▸ **Written request**
Pick out and copy every one of the lines below that contains the word "cluster". Case counts.

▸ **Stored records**
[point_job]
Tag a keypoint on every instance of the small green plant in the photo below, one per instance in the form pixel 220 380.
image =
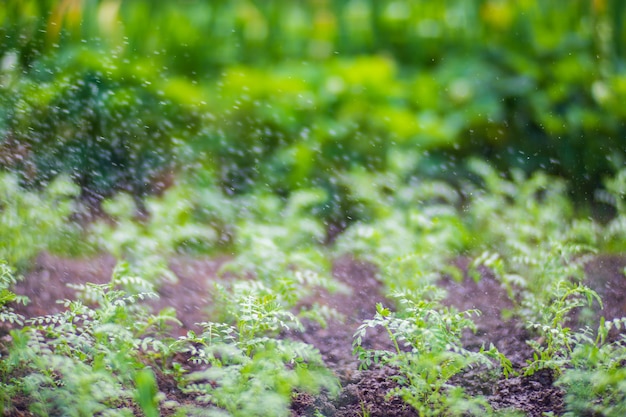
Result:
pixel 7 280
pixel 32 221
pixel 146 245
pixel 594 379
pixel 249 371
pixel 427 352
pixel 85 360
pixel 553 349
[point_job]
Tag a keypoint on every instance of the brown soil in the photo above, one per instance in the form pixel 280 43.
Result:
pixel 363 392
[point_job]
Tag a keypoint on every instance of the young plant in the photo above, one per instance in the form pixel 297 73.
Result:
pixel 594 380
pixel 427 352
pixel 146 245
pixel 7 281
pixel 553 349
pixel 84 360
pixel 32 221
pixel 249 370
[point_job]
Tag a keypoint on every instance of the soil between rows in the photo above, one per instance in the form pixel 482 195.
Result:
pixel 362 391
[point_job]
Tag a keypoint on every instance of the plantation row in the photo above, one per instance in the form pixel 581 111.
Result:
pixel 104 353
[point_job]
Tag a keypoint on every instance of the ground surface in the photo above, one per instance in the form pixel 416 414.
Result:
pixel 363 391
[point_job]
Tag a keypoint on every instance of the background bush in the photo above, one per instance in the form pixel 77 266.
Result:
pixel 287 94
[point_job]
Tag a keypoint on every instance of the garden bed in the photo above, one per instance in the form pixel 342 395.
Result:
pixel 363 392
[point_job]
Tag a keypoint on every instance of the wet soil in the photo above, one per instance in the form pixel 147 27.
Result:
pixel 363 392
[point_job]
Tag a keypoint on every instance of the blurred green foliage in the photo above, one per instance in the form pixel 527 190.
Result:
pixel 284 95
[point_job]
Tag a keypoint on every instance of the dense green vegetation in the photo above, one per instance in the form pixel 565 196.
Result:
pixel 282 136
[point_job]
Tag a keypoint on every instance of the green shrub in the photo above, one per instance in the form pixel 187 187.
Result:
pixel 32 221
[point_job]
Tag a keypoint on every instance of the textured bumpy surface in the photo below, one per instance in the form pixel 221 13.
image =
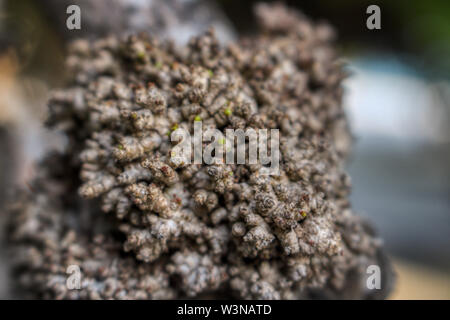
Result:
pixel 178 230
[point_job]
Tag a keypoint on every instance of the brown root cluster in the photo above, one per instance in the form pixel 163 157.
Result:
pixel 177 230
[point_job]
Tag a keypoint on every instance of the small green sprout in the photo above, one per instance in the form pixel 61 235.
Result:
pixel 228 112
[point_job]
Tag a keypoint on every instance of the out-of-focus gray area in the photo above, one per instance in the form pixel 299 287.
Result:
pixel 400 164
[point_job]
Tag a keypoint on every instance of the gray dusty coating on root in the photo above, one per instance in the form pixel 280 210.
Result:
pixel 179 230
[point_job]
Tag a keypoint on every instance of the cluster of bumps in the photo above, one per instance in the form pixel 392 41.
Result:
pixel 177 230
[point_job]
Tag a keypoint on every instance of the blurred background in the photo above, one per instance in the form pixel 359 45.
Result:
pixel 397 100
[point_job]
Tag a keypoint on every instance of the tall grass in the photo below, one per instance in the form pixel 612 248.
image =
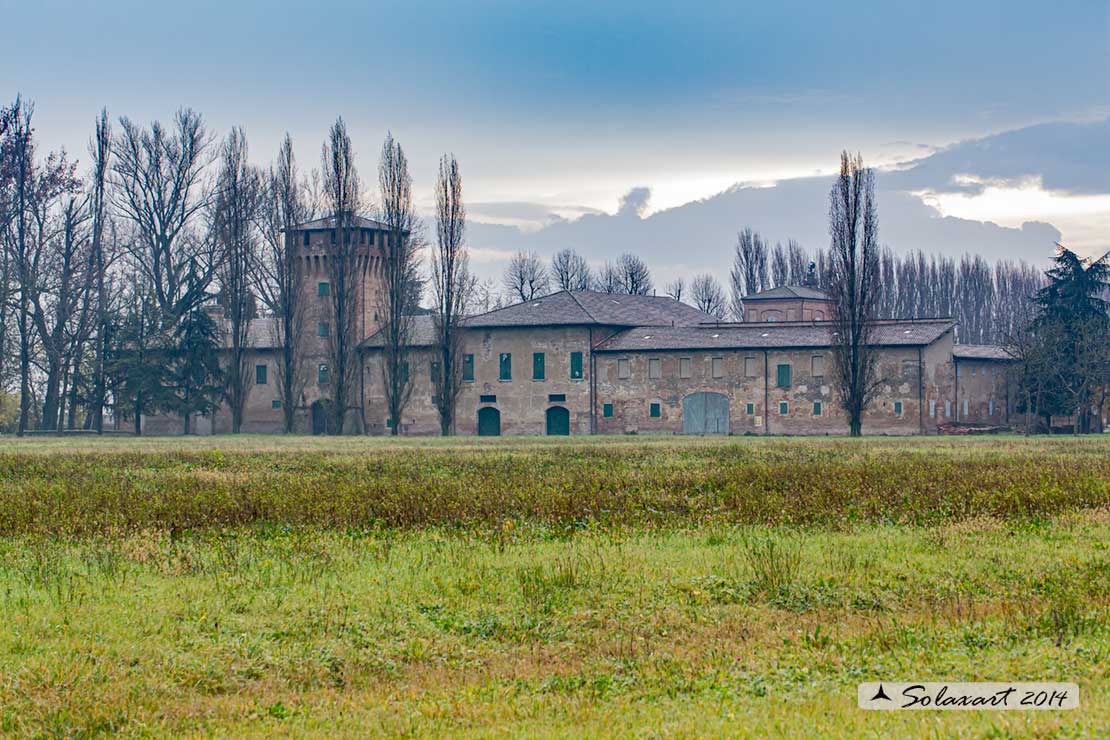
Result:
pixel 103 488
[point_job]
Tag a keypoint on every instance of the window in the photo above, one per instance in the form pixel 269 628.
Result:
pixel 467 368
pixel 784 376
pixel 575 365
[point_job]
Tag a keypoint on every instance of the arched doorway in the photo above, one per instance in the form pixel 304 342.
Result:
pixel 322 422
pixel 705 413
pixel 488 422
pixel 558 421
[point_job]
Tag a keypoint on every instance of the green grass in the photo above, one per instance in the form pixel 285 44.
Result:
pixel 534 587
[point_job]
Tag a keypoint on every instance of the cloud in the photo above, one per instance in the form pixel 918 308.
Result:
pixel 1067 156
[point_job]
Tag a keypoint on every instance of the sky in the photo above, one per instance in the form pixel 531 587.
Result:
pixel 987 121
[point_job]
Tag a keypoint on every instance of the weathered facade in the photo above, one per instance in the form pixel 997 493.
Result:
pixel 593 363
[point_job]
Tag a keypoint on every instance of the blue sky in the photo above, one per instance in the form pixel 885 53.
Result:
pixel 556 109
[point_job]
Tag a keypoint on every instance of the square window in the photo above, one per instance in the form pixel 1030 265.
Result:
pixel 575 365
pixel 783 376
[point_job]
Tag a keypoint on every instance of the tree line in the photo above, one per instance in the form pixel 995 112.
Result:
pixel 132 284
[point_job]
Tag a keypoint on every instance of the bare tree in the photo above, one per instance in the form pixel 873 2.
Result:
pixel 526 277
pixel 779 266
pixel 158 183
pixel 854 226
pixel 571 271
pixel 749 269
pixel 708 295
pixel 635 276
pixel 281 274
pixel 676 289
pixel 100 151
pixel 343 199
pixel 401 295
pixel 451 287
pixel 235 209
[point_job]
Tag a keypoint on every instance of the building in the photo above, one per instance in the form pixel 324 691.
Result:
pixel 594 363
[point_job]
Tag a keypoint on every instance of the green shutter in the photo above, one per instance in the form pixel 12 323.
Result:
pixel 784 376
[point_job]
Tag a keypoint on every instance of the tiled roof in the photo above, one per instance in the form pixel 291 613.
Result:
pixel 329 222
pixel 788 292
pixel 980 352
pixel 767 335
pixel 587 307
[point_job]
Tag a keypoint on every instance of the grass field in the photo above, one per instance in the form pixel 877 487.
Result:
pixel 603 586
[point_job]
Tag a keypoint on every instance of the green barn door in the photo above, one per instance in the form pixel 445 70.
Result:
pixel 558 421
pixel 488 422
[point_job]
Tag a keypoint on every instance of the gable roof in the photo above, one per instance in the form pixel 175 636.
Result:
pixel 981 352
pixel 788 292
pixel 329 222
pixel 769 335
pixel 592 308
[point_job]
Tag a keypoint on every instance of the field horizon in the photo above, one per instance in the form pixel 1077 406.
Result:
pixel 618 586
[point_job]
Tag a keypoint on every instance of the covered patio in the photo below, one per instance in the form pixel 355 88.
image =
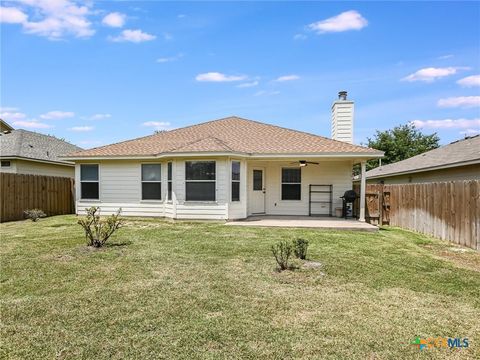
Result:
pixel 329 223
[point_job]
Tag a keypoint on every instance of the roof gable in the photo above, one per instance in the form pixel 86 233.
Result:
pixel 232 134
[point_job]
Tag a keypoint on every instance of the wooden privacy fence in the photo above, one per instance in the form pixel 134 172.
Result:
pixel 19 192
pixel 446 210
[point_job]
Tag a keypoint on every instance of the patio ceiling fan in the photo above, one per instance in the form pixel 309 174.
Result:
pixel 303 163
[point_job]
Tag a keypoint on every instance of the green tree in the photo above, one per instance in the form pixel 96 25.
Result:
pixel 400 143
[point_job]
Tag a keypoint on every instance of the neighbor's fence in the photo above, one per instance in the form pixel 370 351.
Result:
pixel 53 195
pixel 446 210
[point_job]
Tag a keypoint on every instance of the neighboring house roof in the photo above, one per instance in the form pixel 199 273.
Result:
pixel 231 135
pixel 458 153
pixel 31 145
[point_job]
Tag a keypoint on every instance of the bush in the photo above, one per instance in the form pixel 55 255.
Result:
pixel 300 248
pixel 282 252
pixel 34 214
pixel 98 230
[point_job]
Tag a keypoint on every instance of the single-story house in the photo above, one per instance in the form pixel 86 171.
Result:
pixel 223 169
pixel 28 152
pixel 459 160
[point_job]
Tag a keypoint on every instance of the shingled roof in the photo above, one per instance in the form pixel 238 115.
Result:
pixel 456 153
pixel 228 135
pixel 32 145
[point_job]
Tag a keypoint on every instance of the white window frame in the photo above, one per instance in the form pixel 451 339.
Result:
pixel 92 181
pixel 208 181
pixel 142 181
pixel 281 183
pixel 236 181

▸ **Expected answer**
Tag a keypoint on every instance of the brown root cluster in the photo above, one per instance in the form pixel 163 157.
Tag a keypoint on every instance of the cluster of bumps in the photo above, one per instance in the form pixel 392 41.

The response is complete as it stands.